Records shown Start Marker

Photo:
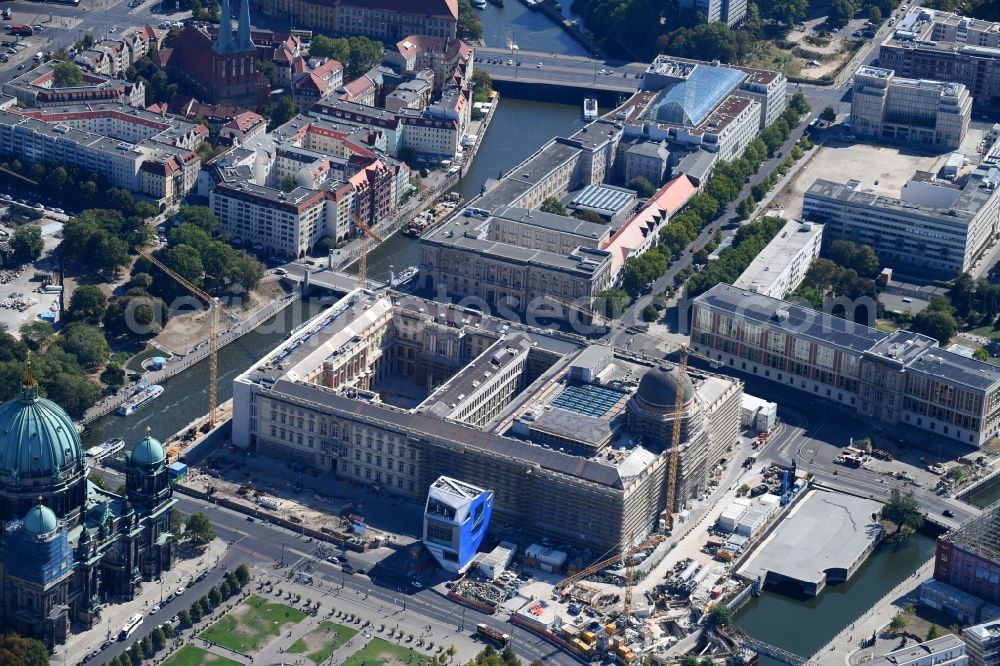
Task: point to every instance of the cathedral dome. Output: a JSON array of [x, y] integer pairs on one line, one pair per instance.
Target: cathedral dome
[[658, 388], [37, 438], [40, 520], [148, 452]]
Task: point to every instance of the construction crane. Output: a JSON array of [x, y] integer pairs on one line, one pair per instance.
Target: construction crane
[[366, 231], [675, 435], [627, 557], [213, 336]]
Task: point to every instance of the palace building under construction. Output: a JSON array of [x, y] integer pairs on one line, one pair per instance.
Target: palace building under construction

Records shown End Marker

**Activity**
Would you copy out the data exactly, leaving every picture out?

**Answer below**
Photo:
Task: point to every instance of the cathedral dome. Output: a JSON array of [x, y] integer pairs on one line, one pair per instance.
Target: cathedral dome
[[658, 388], [37, 438], [40, 520], [148, 452]]
Task: point to every instance of the construction crane. Output: a JSON array of [x, y] integer pairs on one line, one pair per instance.
Target: construction crane
[[366, 231], [675, 435], [627, 557], [213, 336]]
Task: point to every instance of the palace building under construction. Output: a JSON array of [x, y] integer pairs on one line, one pair per instance.
Target: palace building under construction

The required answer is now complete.